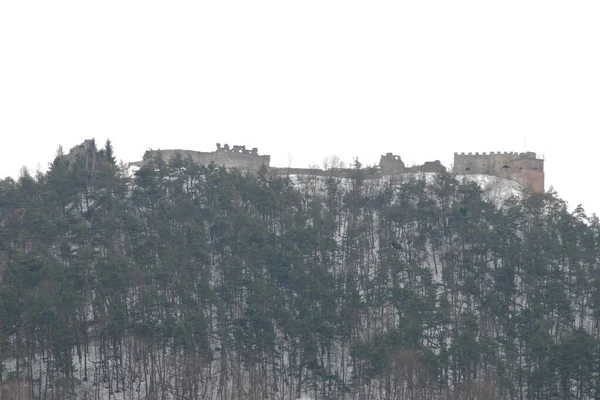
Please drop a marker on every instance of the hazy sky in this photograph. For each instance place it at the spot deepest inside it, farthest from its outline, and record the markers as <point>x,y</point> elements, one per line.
<point>303,80</point>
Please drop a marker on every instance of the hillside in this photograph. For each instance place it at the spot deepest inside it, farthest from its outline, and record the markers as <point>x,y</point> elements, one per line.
<point>192,282</point>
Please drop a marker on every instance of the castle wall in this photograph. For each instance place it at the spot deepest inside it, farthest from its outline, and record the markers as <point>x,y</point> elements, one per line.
<point>523,168</point>
<point>244,161</point>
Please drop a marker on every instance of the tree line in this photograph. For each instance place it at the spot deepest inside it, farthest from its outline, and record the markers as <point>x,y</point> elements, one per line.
<point>184,281</point>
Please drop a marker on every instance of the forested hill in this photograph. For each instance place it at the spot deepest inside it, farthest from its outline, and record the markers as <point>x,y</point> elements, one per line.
<point>191,282</point>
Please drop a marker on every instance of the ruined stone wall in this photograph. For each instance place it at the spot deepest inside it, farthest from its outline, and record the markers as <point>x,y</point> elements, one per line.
<point>238,157</point>
<point>391,164</point>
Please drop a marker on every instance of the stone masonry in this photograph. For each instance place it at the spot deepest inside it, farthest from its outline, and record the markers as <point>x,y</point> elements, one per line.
<point>523,168</point>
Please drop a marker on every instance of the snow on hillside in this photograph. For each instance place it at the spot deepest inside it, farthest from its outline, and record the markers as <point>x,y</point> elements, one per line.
<point>495,189</point>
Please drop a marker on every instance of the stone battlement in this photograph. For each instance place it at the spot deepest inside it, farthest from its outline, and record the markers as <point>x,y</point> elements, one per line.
<point>506,153</point>
<point>522,167</point>
<point>237,157</point>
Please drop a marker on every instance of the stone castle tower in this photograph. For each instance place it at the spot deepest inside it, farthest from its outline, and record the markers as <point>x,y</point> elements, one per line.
<point>523,168</point>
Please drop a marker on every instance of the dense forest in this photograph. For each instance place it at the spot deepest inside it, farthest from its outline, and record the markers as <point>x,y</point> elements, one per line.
<point>183,281</point>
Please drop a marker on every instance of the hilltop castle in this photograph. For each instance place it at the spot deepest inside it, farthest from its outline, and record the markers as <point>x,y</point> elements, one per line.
<point>523,168</point>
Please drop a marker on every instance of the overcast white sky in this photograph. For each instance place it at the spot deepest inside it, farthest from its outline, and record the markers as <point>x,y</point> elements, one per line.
<point>306,79</point>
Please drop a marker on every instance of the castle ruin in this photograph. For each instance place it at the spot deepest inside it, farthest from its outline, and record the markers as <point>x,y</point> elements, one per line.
<point>237,157</point>
<point>523,168</point>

-------

## Task description
Rewrite the records with every "photograph" changed to "image" and everything else left as it is. Leave the pictures out.

## Full answer
Please drop a marker on every instance of the hazy sky in this image. For each instance place it at the spot deepest inside it, farthest from its outline, and record the markers as <point>x,y</point> elements, one per line.
<point>303,80</point>
Please drop a marker on every instance of the hillside in this image. For each instance place it at the spot deepest inside it, farthest from its outline, and record the markers as <point>x,y</point> elements, one per line.
<point>192,282</point>
Please drop a marker on every instance of the castle wall in this image. For each instance place it at the spot deepest inside it, farthest from its outline, and record the markers as <point>x,y</point> elements, one per line.
<point>523,168</point>
<point>244,161</point>
Please drop a marker on every instance of the tree line in this image. For each instance place it at the spot deepest inside it, farthest from its outline, and record the markers as <point>x,y</point> elements, one per line.
<point>184,281</point>
Please drop a marker on every instance of the forested hill in this image. For each instance place it at the spot deepest inside it, farthest from its outline, and record the markers as <point>x,y</point> elements, one per line.
<point>191,282</point>
Please drop a marker on every instance of the ruined stone wall in this image. For each instance place it at the spot deepest inside it, farthest from its outline, and record the markers as <point>x,y</point> elements, one per line.
<point>238,157</point>
<point>391,164</point>
Please drop a marker on every instance of the stone masonry in this image. For each instance place it at the spot deepest inside it, farthest from its outline, and record the markers as <point>x,y</point> elements, one per line.
<point>523,168</point>
Please drop a marker on every instance of the snow on hillside in this image. For each instance place it at the spot deepest inside it, farthest from its outline, and record the markers as <point>x,y</point> elements, one per line.
<point>495,189</point>
Please drop a marker on every instance of the stone battlement in this image. For each instance place it at the spot deepest inside it, farthest from its outline, and record the markers as <point>x,y</point> elements, one per line.
<point>506,153</point>
<point>522,167</point>
<point>237,157</point>
Please drop a marker on every instance of the stone castle tower in this image. For each instance place it at the spot deepest inside it, farthest from its outline, and record the markers as <point>x,y</point> elements, one per line.
<point>523,168</point>
Please drop a marker on every instance of the dense forest in this image. For each instance place it at the spot deepest inside it, farthest from its outline, and record the markers as <point>x,y</point> elements, one per line.
<point>183,281</point>
Please drop a marker on every instance of the hilltop castle in this image. For each instance place it at the spot deepest inside it, farthest from its outline, and record the markers as <point>x,y</point> elements, one per line.
<point>523,168</point>
Please drop a marker on every instance of the overcast white sky in this image. For each instance place it at the spot deepest inside it, farthest from its outline, and record the markers as <point>x,y</point> elements, one per line.
<point>306,79</point>
Please drop a marker on every instance of the castle ruin in this image. For each instance place it at the spot deepest inside it, farthest from its outline, and record the markers as <point>x,y</point> elements, one per line.
<point>237,157</point>
<point>523,168</point>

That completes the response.